__What is needed__
Reproduce the records that follow without alteration, apart from removing the pictures.

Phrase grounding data
====================

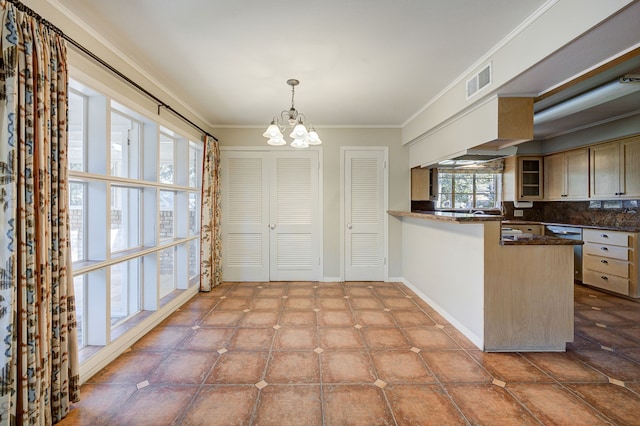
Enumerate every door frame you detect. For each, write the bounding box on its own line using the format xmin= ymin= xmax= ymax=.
xmin=220 ymin=146 xmax=323 ymax=282
xmin=339 ymin=146 xmax=389 ymax=282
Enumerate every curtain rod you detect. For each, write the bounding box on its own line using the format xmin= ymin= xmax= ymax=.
xmin=6 ymin=0 xmax=218 ymax=142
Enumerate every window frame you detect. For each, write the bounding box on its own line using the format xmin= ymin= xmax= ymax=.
xmin=435 ymin=170 xmax=502 ymax=211
xmin=67 ymin=78 xmax=203 ymax=358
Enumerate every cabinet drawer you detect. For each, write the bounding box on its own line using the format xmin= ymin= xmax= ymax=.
xmin=583 ymin=243 xmax=630 ymax=261
xmin=583 ymin=255 xmax=629 ymax=278
xmin=583 ymin=270 xmax=629 ymax=295
xmin=583 ymin=229 xmax=630 ymax=246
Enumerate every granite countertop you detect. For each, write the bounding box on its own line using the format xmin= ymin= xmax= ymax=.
xmin=398 ymin=213 xmax=639 ymax=232
xmin=388 ymin=211 xmax=585 ymax=246
xmin=501 ymin=234 xmax=583 ymax=246
xmin=388 ymin=210 xmax=502 ymax=223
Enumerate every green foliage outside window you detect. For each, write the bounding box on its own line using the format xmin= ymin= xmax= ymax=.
xmin=436 ymin=172 xmax=499 ymax=210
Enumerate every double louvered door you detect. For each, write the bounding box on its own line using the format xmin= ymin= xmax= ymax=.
xmin=221 ymin=150 xmax=320 ymax=281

====================

__Answer space__
Enumerate every door frame you detect. For each, write the bounding box on its own line using the format xmin= ymin= xmax= ymax=.
xmin=220 ymin=146 xmax=323 ymax=282
xmin=339 ymin=146 xmax=389 ymax=282
Enumerate every curtain rod you detect. For each, write the bounding box on its own line using the format xmin= ymin= xmax= ymax=.
xmin=6 ymin=0 xmax=218 ymax=142
Enumerate every window frame you detect. For each, write the bounding box on its own line using the format xmin= ymin= xmax= ymax=.
xmin=435 ymin=170 xmax=502 ymax=211
xmin=67 ymin=78 xmax=203 ymax=358
Enumerate every cabinet drawer you detect. For each, write the bounding box on its own line using the format xmin= ymin= xmax= ymax=.
xmin=583 ymin=243 xmax=630 ymax=261
xmin=583 ymin=255 xmax=629 ymax=278
xmin=583 ymin=270 xmax=629 ymax=295
xmin=583 ymin=229 xmax=630 ymax=246
Enumerate every granite countertop you detect. For each, write the bounding box on its own line using the format xmin= ymin= xmax= ymax=.
xmin=398 ymin=213 xmax=639 ymax=232
xmin=388 ymin=211 xmax=585 ymax=246
xmin=501 ymin=234 xmax=583 ymax=246
xmin=388 ymin=210 xmax=502 ymax=223
Enumerate every green foliage outside window you detect. For each, write the bounding box on its own line using the format xmin= ymin= xmax= ymax=.
xmin=436 ymin=172 xmax=499 ymax=210
Enumerate every double louvered door you detect. For each, write the bounding box on its own line using the format xmin= ymin= xmax= ymax=.
xmin=221 ymin=150 xmax=320 ymax=281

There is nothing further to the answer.